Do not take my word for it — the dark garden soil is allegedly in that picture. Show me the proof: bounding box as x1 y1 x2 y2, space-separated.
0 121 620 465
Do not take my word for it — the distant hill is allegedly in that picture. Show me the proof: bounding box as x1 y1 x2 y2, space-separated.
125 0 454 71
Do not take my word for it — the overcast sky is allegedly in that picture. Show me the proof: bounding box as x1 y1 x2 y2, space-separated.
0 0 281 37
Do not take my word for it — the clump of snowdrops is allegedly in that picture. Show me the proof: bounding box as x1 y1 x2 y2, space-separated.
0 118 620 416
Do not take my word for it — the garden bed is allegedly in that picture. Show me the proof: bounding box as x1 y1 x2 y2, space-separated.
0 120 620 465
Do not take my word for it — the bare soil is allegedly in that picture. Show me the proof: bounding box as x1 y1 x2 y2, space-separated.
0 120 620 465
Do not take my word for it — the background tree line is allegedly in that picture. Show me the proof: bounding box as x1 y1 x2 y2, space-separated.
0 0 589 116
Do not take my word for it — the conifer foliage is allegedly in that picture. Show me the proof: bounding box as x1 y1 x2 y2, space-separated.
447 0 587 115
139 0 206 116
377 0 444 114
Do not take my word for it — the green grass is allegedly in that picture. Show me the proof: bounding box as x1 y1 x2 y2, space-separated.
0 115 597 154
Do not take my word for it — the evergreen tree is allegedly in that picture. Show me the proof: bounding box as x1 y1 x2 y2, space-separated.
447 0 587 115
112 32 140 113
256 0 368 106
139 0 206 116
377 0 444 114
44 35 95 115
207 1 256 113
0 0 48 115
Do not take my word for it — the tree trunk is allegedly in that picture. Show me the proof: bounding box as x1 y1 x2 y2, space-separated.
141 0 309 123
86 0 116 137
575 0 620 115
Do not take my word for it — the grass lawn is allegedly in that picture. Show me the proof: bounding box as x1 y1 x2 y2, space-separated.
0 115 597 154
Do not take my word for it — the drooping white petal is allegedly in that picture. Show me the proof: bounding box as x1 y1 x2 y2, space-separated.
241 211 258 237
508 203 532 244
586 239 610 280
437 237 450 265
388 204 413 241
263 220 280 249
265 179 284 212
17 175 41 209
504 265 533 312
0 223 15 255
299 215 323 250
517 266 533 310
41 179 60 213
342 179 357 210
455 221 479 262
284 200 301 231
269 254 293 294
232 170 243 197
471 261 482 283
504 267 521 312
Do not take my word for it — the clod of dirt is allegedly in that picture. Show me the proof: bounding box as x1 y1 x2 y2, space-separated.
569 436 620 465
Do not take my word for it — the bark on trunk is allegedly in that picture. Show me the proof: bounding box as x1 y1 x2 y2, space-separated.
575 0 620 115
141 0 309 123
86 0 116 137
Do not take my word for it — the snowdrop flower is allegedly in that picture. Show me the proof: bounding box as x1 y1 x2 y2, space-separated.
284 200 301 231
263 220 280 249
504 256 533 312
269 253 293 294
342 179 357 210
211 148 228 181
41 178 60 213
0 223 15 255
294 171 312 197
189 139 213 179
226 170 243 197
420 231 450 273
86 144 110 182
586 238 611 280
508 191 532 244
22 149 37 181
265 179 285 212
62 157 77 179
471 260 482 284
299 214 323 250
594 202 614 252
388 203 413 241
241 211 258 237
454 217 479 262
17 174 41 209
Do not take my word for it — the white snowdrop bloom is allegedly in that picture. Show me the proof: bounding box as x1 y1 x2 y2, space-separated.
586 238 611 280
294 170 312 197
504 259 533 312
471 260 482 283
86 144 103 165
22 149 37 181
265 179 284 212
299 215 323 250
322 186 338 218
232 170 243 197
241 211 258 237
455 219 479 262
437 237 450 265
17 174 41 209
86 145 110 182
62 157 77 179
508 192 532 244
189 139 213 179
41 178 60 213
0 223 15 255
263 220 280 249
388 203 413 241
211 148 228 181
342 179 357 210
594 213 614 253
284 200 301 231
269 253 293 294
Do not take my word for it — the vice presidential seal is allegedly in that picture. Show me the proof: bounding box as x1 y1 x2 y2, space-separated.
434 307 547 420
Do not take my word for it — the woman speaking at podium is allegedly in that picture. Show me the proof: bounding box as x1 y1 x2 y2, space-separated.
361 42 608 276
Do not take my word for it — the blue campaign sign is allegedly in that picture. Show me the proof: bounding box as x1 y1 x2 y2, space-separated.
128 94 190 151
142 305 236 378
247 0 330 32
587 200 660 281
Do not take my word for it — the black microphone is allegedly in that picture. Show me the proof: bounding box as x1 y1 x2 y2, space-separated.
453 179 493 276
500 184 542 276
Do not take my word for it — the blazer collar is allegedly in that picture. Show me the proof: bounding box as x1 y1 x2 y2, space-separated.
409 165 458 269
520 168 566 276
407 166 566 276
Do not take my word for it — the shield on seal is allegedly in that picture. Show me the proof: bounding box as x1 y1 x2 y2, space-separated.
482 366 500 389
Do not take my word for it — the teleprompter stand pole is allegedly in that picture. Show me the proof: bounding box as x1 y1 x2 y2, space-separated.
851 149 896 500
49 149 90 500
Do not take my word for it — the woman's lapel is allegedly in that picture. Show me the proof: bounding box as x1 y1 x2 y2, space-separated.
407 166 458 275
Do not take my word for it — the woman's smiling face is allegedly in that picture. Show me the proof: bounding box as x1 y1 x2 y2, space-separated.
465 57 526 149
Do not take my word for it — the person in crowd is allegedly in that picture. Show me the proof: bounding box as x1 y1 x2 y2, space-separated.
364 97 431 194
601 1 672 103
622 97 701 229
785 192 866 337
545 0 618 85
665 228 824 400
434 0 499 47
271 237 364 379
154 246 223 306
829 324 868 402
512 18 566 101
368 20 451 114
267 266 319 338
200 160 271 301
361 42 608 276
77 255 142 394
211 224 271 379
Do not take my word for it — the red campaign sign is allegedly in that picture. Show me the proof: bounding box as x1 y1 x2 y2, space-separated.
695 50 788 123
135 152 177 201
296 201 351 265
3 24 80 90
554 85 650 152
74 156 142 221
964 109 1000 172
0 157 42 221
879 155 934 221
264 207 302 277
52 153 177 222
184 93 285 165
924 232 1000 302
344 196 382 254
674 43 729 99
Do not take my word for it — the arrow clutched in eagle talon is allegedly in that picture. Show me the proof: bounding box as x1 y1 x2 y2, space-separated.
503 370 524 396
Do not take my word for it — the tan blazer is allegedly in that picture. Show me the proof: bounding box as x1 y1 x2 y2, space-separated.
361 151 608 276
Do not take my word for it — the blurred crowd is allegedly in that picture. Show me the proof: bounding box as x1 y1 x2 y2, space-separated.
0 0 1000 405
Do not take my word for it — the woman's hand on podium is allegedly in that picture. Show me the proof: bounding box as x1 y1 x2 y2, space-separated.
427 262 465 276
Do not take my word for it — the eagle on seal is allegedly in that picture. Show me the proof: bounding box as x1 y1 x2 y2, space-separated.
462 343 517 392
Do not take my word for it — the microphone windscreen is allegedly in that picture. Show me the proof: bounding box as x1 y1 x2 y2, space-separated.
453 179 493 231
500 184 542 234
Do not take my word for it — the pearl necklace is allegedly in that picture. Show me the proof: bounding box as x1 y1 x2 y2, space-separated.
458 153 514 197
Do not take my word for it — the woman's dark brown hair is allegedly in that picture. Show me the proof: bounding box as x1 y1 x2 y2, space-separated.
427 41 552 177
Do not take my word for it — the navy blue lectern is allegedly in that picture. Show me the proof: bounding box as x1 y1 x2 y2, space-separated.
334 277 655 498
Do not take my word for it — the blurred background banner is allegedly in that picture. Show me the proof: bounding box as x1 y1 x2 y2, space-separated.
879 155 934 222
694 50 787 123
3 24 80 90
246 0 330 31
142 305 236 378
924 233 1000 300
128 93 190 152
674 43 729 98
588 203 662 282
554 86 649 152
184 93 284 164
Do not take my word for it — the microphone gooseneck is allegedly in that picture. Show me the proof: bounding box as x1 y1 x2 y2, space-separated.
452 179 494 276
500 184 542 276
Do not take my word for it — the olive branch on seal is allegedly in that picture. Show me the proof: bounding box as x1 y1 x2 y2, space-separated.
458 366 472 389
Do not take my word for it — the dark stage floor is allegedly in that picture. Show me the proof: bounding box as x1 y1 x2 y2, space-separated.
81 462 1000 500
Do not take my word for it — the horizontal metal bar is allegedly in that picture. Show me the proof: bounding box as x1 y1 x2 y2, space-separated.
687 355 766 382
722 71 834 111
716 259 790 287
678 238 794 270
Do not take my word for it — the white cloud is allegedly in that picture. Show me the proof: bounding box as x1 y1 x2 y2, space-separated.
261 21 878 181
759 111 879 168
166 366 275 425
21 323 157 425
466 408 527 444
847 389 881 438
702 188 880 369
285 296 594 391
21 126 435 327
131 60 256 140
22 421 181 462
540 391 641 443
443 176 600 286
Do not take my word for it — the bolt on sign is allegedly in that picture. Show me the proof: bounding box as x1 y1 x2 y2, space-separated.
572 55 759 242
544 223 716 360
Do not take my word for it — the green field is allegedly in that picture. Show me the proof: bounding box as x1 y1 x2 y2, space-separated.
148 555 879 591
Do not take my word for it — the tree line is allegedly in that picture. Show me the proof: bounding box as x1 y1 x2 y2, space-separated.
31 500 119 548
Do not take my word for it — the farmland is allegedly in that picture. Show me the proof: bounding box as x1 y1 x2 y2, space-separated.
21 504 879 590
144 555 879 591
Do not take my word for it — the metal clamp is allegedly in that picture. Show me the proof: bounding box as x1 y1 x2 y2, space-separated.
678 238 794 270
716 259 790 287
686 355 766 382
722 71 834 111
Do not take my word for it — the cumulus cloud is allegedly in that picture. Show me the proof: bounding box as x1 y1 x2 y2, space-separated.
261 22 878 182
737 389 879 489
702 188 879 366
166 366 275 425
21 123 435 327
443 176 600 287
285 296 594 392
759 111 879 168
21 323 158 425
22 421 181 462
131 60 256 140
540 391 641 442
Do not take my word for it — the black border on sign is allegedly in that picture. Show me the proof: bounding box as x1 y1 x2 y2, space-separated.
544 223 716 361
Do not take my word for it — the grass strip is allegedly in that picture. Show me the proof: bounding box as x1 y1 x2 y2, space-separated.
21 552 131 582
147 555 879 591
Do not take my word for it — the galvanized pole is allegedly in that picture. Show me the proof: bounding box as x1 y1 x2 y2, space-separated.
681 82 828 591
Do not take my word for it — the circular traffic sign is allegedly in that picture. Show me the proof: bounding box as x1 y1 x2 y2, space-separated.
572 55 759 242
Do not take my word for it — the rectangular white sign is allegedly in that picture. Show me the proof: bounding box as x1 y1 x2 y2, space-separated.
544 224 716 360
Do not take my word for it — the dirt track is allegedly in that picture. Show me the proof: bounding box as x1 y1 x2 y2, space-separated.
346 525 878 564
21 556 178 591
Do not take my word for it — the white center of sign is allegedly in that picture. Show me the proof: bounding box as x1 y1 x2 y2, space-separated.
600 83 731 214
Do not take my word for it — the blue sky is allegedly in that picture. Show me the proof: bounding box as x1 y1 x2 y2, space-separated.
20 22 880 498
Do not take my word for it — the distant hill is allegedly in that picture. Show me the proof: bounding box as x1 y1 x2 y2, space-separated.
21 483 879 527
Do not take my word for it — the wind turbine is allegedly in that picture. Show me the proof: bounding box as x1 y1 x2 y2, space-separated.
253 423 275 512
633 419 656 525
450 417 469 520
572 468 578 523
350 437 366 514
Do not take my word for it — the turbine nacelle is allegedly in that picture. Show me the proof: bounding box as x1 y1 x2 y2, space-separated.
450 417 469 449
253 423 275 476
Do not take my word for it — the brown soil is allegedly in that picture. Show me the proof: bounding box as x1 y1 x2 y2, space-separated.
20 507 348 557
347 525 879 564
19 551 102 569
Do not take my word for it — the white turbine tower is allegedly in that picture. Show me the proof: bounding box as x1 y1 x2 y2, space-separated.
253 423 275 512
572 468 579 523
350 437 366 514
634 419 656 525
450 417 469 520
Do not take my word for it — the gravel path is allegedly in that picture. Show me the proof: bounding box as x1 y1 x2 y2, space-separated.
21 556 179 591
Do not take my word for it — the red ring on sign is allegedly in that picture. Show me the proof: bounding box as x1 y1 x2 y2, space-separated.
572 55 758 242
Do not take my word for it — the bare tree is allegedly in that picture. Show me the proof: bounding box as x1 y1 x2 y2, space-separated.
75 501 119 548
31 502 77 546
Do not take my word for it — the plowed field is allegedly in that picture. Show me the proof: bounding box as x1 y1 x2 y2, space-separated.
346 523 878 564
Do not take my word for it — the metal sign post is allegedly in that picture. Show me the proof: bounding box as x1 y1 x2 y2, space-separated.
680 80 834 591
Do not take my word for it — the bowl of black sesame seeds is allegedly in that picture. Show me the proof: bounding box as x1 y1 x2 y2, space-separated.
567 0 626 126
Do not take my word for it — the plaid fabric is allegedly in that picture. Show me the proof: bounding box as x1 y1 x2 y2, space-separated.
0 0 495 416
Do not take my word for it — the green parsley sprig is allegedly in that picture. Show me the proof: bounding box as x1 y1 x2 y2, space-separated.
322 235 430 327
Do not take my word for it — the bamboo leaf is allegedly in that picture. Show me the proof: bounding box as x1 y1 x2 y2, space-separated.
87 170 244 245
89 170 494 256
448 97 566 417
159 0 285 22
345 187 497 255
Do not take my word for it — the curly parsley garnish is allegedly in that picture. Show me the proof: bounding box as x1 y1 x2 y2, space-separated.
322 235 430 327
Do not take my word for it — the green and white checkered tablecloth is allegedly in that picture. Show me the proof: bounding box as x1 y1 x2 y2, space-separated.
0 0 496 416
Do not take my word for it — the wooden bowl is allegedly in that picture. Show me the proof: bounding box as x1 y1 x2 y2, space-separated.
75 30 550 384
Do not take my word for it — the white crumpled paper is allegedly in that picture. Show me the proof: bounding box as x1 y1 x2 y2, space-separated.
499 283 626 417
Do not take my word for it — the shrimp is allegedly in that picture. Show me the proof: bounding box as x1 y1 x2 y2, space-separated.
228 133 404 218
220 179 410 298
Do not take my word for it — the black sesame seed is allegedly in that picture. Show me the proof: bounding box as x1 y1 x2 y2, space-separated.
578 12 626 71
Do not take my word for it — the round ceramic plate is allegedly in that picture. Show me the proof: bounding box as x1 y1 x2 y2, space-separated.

---+---

= Work required =
Give the part of the records that opens with the line containing "Do not take my word for it — the blue campaign" and closes with the line containing "482 366 500 389" as a numbered list, omitting blank lines.

= Result for this exercise =
1. Do not take my word for it — the blue campaign sign is allegedly in that picture. Show me the proof: bounding box as x1 y1 x2 y2, space-separated.
2. 128 94 190 151
3. 142 305 236 378
4. 247 0 330 32
5. 587 200 660 281
6. Do not take my word for it — the black microphone is allegedly in that picture. Show me the proof: bounding box as x1 y1 x2 y2, space-separated.
7. 453 179 493 276
8. 500 184 542 276
9. Do not take my word for it — the blazer collar is allegedly in that picture. Show me the proof: bounding box as x1 y1 x2 y2, space-separated.
10. 409 165 458 269
11. 520 168 566 276
12. 407 166 566 276
13. Do not take my word for it — the shield on seal is allegedly in that picture. Show me the proof: bounding box as x1 y1 x2 y2, space-separated.
14. 482 366 500 389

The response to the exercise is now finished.